*Records to process*.
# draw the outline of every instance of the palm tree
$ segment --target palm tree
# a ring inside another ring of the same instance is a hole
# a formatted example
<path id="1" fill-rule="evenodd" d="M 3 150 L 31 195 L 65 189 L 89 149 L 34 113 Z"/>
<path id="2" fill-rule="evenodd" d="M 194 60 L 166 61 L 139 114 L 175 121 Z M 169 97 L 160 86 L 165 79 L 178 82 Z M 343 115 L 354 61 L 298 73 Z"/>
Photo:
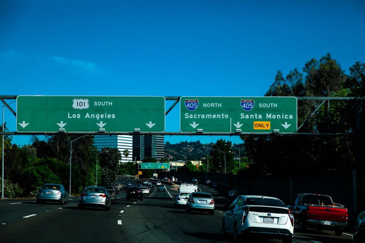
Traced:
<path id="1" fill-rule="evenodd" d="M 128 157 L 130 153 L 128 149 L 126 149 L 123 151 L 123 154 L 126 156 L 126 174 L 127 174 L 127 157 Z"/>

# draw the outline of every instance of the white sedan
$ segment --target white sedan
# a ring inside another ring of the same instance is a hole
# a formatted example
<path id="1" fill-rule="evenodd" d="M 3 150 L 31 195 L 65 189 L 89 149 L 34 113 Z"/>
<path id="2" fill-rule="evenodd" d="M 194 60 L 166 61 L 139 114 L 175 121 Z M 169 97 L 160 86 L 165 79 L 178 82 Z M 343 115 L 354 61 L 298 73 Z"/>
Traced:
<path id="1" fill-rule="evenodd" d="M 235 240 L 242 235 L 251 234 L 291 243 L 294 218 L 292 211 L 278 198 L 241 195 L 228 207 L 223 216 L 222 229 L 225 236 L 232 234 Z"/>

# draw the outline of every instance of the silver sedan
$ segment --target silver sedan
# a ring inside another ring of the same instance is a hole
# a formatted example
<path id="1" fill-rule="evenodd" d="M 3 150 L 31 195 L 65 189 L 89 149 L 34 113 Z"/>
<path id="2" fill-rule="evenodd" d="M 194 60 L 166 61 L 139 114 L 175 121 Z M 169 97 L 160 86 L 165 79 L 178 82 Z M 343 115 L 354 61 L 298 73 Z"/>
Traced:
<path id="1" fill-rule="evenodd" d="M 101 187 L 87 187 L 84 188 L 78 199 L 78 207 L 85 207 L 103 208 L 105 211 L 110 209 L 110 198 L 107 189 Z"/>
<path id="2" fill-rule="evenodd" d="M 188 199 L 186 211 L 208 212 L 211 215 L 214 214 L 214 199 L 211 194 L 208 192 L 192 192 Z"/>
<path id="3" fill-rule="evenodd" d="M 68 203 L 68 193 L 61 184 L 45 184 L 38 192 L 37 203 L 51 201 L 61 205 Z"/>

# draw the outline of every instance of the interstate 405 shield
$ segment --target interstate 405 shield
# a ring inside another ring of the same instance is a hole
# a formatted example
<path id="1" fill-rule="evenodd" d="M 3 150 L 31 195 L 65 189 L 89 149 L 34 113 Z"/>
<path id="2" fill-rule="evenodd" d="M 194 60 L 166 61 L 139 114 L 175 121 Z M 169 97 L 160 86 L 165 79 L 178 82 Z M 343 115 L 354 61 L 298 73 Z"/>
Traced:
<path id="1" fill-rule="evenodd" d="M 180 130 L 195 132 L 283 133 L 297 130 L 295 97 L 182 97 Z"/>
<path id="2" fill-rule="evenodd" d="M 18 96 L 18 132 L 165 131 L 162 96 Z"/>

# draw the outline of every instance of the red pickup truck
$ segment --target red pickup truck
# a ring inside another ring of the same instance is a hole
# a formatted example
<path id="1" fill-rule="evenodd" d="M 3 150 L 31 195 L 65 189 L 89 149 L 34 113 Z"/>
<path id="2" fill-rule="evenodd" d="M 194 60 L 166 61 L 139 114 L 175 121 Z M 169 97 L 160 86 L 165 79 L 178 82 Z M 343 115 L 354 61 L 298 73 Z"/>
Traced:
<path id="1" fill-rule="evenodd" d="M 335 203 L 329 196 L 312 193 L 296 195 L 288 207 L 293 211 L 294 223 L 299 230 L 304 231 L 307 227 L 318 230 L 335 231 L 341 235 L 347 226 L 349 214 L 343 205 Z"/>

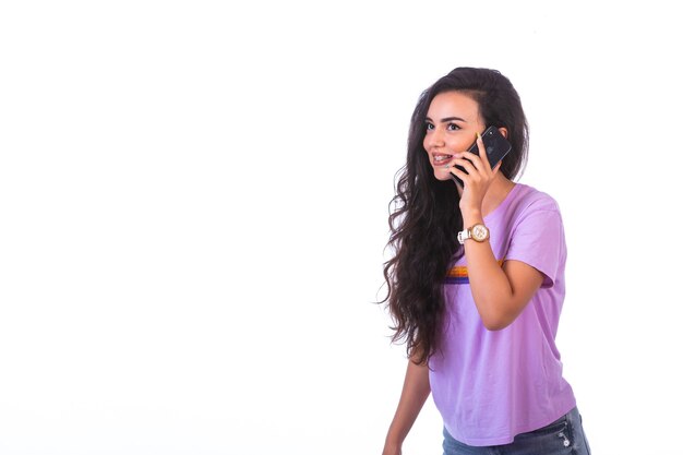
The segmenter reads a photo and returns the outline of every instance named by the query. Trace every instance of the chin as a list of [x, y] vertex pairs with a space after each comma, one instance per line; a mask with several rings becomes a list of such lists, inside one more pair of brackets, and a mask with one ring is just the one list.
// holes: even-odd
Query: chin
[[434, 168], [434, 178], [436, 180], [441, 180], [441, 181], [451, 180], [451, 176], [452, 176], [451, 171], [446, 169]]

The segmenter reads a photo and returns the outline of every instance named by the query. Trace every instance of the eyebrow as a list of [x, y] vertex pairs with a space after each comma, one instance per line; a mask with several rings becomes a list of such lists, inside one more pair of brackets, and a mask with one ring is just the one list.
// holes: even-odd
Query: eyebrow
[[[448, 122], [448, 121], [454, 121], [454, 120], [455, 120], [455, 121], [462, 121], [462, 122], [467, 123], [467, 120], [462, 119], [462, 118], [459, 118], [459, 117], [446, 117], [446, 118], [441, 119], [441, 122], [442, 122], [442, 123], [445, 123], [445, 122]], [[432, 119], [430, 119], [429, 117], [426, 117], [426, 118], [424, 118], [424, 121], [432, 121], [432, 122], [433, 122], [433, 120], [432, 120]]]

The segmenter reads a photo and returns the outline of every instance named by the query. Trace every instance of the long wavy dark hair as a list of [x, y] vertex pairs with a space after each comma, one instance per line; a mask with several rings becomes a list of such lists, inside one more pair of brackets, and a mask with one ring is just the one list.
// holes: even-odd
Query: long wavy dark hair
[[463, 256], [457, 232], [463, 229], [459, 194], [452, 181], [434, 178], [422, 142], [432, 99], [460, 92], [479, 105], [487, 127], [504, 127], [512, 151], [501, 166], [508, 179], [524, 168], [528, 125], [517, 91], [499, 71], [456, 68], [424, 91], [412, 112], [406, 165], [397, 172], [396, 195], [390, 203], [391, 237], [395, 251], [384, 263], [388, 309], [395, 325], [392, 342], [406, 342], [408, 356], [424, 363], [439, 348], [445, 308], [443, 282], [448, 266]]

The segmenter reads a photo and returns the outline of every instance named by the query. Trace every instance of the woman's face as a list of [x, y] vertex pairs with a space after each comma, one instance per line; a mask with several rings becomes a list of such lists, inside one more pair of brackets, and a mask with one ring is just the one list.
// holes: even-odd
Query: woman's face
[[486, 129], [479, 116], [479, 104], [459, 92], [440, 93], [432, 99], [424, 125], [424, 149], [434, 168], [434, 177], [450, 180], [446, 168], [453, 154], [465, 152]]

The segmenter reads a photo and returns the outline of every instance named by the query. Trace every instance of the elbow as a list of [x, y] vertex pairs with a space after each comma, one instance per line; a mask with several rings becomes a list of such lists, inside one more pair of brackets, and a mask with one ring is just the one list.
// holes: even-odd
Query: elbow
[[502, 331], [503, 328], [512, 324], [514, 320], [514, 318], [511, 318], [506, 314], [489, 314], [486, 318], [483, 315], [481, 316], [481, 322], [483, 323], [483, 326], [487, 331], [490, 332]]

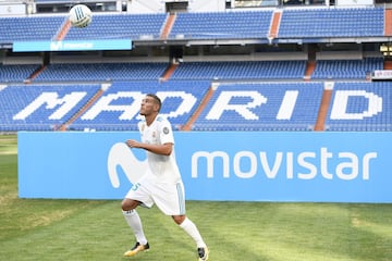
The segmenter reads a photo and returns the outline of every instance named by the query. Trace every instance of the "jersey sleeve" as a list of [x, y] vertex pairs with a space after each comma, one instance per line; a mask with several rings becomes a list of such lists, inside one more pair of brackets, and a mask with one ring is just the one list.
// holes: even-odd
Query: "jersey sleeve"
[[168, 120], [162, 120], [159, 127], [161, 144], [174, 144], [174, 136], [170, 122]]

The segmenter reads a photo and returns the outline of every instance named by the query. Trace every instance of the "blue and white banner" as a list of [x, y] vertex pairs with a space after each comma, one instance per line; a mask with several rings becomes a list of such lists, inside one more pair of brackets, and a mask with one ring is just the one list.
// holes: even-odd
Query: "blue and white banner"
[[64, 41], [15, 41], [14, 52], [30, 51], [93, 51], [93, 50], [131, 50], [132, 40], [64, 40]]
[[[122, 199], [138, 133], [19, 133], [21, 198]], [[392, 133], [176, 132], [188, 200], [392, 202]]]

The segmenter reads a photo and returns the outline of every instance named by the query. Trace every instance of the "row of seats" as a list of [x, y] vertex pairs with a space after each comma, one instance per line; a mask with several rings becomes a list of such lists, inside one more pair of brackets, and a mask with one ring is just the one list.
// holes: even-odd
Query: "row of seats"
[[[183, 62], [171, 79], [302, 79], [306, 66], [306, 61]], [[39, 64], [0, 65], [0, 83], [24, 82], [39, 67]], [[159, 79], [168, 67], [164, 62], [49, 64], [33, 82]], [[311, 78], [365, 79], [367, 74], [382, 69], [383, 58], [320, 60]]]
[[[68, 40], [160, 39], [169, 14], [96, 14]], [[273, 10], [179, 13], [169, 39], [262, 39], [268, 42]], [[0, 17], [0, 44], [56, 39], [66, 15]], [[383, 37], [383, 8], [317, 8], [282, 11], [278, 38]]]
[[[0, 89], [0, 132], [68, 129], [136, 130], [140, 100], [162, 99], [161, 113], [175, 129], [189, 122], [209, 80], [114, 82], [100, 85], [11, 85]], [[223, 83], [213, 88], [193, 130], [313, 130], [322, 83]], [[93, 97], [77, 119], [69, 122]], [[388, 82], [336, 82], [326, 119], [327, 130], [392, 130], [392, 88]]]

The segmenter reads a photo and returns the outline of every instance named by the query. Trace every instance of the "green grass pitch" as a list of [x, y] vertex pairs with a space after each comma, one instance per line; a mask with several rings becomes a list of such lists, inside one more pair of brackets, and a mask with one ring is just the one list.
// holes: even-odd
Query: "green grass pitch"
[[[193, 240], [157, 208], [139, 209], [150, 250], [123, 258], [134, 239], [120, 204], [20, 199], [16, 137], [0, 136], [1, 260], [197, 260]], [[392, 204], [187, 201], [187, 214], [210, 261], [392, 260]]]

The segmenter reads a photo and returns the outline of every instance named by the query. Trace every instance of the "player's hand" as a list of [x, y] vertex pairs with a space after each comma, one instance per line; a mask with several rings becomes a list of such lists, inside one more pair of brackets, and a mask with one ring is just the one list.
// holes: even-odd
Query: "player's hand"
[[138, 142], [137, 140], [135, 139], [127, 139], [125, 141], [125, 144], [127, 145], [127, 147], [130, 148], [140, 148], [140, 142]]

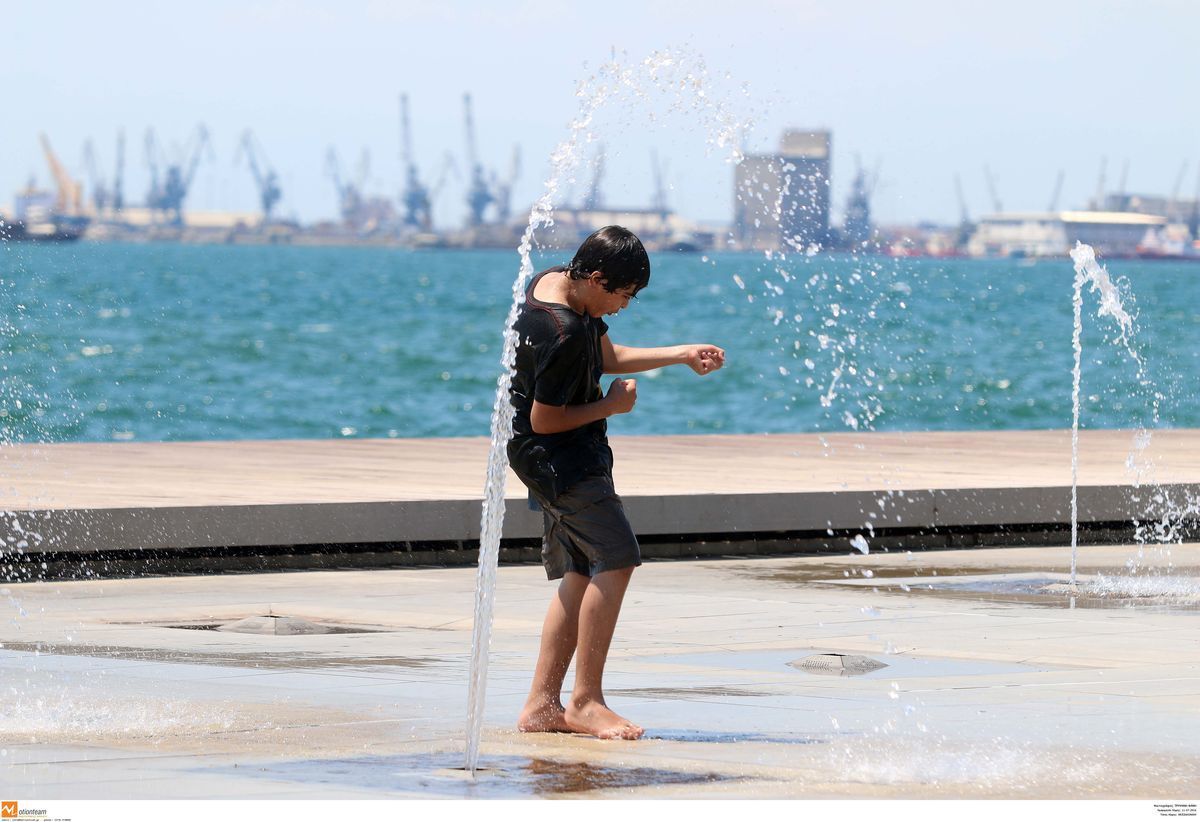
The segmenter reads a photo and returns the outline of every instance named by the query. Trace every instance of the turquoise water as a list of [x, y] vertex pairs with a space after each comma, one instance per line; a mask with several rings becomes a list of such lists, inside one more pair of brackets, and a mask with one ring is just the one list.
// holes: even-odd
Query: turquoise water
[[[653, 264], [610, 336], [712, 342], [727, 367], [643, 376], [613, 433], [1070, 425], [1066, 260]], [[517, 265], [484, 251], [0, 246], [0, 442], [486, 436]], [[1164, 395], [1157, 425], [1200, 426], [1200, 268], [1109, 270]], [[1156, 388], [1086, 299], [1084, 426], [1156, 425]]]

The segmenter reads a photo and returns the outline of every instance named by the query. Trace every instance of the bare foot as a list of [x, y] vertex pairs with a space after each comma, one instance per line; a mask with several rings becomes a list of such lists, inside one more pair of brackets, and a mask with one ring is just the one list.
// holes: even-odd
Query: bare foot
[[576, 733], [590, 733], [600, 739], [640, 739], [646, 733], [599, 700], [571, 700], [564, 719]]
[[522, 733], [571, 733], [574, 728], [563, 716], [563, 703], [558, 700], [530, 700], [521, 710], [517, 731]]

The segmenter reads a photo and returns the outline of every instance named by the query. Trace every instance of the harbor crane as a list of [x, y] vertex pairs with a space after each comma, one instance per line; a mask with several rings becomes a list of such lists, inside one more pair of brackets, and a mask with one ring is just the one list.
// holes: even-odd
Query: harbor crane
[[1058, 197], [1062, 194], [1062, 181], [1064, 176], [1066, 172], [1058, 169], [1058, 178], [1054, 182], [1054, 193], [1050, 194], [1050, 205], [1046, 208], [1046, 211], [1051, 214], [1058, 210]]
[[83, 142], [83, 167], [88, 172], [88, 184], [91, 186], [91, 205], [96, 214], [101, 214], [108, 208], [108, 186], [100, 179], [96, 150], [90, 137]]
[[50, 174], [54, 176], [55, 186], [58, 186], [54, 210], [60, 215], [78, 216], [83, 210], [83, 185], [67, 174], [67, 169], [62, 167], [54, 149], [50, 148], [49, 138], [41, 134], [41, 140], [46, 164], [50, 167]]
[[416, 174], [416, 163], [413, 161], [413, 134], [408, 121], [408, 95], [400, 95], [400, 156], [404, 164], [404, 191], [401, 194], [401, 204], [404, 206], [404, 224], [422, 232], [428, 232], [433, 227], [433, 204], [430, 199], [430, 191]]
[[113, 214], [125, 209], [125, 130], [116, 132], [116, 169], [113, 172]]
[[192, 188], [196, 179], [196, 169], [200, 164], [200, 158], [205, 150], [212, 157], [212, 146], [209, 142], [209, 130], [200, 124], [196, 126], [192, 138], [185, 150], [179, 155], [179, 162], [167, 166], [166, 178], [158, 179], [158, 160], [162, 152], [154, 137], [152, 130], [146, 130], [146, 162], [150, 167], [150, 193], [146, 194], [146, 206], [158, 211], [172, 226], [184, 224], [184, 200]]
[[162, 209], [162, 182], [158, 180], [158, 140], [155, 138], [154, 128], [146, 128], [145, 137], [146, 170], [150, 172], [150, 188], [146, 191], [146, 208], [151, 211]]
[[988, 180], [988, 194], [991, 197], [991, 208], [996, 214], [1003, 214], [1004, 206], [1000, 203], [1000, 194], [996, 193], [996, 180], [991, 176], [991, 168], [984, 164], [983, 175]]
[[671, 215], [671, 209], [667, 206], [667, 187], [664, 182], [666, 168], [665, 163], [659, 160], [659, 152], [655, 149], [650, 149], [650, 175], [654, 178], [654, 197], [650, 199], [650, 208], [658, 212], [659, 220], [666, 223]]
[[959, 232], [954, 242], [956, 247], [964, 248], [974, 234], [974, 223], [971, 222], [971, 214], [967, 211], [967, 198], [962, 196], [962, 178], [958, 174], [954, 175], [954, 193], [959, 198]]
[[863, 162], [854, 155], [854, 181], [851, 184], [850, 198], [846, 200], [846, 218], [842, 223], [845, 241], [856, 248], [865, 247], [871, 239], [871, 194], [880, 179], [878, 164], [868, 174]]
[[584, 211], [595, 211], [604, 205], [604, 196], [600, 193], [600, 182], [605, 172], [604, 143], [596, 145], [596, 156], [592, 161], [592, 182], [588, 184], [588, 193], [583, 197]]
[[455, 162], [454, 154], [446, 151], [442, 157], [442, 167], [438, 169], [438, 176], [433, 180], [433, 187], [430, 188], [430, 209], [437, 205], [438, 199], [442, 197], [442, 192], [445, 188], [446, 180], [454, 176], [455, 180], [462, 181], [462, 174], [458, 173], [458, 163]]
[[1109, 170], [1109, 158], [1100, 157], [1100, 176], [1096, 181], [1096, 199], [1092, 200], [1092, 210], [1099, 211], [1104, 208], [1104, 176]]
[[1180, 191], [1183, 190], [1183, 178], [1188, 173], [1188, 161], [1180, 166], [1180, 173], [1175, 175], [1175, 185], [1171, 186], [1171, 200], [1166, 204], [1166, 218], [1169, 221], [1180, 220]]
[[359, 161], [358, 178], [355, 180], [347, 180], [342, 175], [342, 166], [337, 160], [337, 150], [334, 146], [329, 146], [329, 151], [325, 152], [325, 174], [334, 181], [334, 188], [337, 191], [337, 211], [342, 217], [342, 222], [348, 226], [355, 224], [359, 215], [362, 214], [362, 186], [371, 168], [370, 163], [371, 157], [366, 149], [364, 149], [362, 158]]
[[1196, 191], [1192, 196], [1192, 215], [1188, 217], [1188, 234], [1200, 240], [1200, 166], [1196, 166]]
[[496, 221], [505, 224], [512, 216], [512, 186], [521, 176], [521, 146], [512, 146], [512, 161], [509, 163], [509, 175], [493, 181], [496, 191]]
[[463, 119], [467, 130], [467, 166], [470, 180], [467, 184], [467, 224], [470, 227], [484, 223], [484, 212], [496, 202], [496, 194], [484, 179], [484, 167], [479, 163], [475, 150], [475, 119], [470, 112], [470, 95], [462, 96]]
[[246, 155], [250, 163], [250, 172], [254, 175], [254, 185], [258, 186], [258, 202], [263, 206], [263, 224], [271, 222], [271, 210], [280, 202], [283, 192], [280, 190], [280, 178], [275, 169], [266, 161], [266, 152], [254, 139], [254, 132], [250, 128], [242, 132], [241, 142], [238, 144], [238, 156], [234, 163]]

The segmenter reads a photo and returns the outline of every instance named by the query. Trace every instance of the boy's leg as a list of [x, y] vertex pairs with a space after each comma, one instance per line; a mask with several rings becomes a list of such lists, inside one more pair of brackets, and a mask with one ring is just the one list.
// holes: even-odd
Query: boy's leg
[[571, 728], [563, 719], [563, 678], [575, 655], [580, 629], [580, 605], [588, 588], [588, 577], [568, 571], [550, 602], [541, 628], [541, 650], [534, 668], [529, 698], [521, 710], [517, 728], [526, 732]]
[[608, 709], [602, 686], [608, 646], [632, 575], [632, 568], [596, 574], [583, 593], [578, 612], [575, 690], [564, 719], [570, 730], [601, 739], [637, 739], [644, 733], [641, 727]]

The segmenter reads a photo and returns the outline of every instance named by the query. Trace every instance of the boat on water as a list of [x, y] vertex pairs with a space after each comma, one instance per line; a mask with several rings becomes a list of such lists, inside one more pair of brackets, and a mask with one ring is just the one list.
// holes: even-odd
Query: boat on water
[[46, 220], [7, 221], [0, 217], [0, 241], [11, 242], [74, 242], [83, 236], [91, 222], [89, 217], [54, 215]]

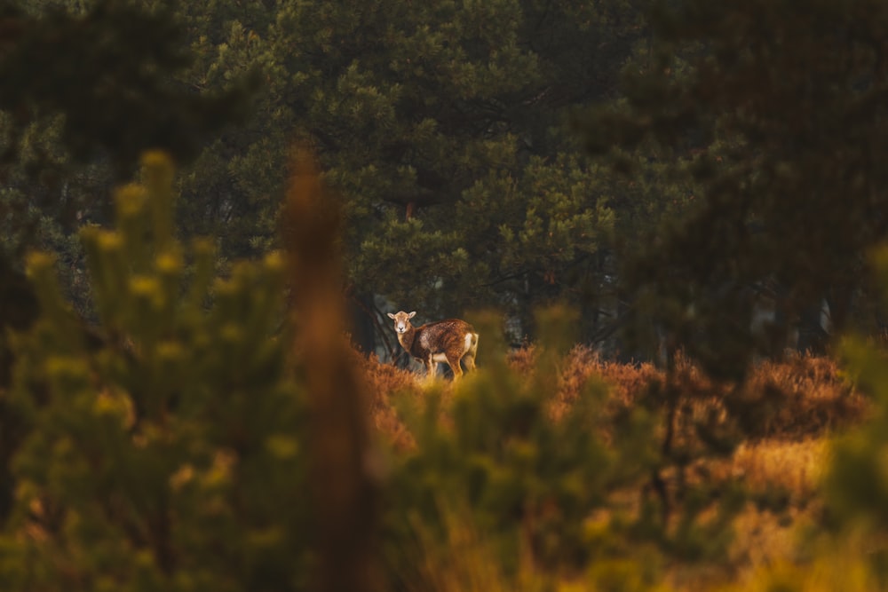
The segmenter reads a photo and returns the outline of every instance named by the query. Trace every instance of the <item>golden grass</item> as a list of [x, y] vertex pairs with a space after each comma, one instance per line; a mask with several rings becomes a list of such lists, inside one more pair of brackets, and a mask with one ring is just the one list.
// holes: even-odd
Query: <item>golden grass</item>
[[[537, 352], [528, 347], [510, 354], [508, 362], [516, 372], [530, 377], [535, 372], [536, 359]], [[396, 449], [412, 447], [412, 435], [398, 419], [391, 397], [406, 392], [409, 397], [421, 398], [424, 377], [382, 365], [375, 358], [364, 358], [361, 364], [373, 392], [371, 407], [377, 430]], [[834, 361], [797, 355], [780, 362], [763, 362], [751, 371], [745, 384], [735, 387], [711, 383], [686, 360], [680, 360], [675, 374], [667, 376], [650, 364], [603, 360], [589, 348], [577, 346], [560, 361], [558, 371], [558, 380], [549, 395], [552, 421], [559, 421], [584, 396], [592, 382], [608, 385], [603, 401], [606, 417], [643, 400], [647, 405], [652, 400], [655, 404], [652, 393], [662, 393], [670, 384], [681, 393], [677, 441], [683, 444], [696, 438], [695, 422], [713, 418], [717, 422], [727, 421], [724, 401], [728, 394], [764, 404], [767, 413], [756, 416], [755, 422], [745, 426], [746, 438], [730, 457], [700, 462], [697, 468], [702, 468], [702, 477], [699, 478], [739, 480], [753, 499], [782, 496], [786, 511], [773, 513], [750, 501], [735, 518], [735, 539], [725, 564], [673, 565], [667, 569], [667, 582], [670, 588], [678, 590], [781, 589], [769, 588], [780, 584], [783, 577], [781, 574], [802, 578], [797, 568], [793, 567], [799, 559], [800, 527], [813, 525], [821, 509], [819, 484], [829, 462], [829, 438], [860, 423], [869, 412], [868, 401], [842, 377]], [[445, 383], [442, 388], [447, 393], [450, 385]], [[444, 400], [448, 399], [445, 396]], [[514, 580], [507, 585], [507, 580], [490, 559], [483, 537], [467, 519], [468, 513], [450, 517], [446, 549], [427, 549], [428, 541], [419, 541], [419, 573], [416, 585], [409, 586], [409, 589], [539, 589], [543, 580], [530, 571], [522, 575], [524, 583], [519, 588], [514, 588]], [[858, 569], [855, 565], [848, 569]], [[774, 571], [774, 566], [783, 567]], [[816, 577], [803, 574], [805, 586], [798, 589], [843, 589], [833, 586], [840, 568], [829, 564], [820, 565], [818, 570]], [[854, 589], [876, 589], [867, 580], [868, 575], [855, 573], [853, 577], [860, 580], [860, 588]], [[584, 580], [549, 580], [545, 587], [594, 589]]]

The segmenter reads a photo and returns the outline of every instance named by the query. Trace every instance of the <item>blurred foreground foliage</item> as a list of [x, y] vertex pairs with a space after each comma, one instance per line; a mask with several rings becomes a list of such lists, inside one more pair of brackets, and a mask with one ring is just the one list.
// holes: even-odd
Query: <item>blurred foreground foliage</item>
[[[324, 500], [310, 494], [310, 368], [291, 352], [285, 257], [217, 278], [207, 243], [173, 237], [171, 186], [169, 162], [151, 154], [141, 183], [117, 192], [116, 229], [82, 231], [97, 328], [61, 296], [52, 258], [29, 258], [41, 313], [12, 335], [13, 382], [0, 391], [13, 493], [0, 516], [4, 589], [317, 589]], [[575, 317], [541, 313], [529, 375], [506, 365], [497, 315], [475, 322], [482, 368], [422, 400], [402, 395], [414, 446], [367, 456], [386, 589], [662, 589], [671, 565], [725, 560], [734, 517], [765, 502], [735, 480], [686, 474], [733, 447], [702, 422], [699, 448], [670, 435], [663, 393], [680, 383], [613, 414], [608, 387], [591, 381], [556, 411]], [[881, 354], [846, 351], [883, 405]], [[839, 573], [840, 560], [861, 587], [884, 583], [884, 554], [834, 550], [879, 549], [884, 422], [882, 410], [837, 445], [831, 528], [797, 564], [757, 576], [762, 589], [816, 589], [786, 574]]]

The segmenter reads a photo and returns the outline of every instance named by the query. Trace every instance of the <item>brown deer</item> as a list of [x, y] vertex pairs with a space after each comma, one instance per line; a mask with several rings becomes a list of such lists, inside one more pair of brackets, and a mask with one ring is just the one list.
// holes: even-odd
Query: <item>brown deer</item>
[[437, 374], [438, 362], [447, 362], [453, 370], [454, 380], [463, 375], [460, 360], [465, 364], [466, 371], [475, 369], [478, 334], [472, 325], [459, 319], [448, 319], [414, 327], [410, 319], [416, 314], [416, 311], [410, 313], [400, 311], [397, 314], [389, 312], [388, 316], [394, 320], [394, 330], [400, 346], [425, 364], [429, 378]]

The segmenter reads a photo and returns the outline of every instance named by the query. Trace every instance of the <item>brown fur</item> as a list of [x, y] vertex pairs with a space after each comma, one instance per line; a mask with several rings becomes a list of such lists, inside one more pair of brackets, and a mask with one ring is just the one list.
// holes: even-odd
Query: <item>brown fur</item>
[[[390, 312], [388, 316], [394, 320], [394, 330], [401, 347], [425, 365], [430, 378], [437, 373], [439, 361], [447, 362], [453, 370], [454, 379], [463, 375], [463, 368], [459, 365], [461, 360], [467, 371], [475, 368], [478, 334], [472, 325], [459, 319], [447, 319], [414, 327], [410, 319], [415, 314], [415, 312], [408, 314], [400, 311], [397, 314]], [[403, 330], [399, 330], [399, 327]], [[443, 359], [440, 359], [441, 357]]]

*Your instructions*. Rewrite the lines from the one containing "of the boy's" through the one containing "Query: boy's leg", inclusive, replacing "vertex pairs" with "coordinate pairs" and keeping everything else the same. Give only those lines.

*Solution to this task*.
The segmenter reads a photo and returns the outline of every instance named by the query. Trace every instance of the boy's leg as a list of [x, y] coordinate pairs with a space after each comma, one instance per line; a mask with several rings becomes a list of such lists, inside one more pair of brackets, and a mask with one ring is just the one list.
// holes: even-odd
Query: boy's leg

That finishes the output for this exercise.